Page excerpt >>
# Tone collar?



## Dick Monson (Aug 12, 2002)

Thought I'd ask the experts. Is there such a thing as a e-collar without the shock unit--just the tone signal? Multiple tones for different comands? It would take the place of a whistle or voice command.


----------



## Bobm (Aug 26, 2003)

Dick I think there are some with tone and vibrate.

I think that would give you two alternatives for command signals.

I would use tone for whoa and vibrate for come, that way as the dog ages and goes deaf you could still bring it in to you.

Whoa is rarely needed in the field especially with older dogs.

I would still train the whistle commands also.


----------



## Dick Monson (Aug 12, 2002)

I've have the commands now by voice and hand signal. But I was thinking of transfering them to a tone collar as that way the my voice would not alert birds and the dog would receive the comand even if he was out of sight. With all the gizzmos on the market its funny some company hasn't come out with a multiple tone collar.


----------



## mdaniel (May 2, 2007)

Dick, they have ones with 4 differant tones, But it has alot of draw backs.

Written instruction A >>
Locate every line in the listing that contains the word "woman" and copy each one. Case counts.
The thread and the listing have no connection to each other.

Exercise material >>
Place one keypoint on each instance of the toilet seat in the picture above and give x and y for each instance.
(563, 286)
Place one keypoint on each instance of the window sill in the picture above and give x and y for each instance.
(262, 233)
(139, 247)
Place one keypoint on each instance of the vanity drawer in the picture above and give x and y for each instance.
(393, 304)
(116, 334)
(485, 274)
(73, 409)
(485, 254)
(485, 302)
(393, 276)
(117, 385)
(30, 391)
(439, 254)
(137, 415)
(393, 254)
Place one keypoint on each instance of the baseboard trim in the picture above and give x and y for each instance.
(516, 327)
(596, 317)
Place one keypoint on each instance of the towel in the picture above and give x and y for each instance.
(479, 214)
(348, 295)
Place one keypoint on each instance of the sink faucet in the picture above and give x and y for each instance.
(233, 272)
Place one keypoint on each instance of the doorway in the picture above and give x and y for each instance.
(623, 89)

---

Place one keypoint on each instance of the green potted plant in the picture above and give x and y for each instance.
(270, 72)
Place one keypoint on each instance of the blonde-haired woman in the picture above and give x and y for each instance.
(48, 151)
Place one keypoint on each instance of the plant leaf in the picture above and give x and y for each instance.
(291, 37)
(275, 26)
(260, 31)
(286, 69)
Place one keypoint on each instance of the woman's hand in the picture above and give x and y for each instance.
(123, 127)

Written instruction B >>
Summarize the tone collar thread in two sentences.

Worked solution A >>
Place one keypoint on each instance of the blonde-haired woman in the picture above and give x and y for each instance.
Place one keypoint on each instance of the woman's hand in the picture above and give x and y for each instance.

Worked solution B >>
Dick Monson asks whether an e-collar exists that gives only tone signals, with multiple tones for different commands, so that his voice would not alert birds and the dog would get commands even out of sight. Bobm suggests collars with tone and vibrate as two command signals and advises still training whistle commands, while mdaniel says collars with four different tones exist but have a lot of drawbacks.